§ PROBLEM TO SOLVE
Reproduce the data below word for word, starting at the line that contains "Referring to the image above, where is the road" and ending at the line that contains "[216,122,232,152]", with both of those lines included. Copy nothing outside that stretch.

§ STORED DATA
-- Start --

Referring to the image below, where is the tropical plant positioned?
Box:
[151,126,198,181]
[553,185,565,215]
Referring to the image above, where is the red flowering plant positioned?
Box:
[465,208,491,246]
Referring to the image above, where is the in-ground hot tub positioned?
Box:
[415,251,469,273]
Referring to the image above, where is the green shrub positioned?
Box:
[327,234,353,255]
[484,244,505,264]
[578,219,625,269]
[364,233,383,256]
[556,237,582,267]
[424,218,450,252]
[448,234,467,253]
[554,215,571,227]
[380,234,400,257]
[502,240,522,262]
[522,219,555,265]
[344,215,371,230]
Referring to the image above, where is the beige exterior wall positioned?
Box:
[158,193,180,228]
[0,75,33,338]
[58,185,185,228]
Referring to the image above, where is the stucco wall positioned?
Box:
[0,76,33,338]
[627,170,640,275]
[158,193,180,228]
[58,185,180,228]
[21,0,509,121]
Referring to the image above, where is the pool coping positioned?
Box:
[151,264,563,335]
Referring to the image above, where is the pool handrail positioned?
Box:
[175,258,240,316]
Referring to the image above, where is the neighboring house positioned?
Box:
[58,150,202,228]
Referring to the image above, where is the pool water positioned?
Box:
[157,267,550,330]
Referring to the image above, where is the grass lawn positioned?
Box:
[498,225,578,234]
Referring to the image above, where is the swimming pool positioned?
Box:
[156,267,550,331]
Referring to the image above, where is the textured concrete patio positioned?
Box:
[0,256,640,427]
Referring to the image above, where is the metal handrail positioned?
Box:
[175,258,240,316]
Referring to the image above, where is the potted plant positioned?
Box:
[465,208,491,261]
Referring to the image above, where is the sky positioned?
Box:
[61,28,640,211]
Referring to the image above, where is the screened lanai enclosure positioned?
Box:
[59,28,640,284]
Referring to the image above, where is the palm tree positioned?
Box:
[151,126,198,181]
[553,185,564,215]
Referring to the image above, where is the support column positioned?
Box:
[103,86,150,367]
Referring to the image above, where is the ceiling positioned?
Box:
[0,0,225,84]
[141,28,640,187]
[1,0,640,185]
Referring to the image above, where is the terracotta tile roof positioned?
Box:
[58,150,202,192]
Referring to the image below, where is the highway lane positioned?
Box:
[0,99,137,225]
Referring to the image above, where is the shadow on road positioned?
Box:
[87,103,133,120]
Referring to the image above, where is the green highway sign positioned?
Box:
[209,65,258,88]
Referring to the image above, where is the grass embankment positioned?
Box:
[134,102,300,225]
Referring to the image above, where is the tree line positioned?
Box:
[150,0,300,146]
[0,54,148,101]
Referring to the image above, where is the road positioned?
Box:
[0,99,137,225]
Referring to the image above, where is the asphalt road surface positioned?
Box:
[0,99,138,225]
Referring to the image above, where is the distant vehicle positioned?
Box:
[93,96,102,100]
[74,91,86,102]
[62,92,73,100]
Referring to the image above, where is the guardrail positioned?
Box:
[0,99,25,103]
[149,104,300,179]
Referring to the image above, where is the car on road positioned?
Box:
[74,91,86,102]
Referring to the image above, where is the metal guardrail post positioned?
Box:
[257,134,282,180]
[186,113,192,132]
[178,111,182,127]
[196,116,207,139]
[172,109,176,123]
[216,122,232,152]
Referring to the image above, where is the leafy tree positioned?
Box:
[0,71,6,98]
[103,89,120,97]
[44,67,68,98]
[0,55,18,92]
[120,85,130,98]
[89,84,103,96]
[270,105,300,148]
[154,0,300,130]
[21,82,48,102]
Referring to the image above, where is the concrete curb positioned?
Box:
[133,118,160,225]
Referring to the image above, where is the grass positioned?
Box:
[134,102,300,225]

-- End --

§ RESPONSE
Referring to the image above, where is the road positioned?
Box:
[0,99,137,225]
Referring to the image above, where is the asphalt road surface positioned?
Box:
[0,99,138,225]
Referring to the image above, where is the distant vehicle positioned?
Box:
[93,96,102,100]
[74,91,86,102]
[62,92,73,100]
Referring to the image above, where is the guardrail positioned?
Box:
[0,99,25,103]
[149,104,300,179]
Referring to the image above, where is the car on road positioned?
Box:
[74,91,86,102]
Referring to the image above, where is the metal guardrail post positioned?
Box:
[257,134,282,180]
[186,113,192,132]
[178,111,182,127]
[196,116,207,139]
[172,109,176,123]
[216,122,232,152]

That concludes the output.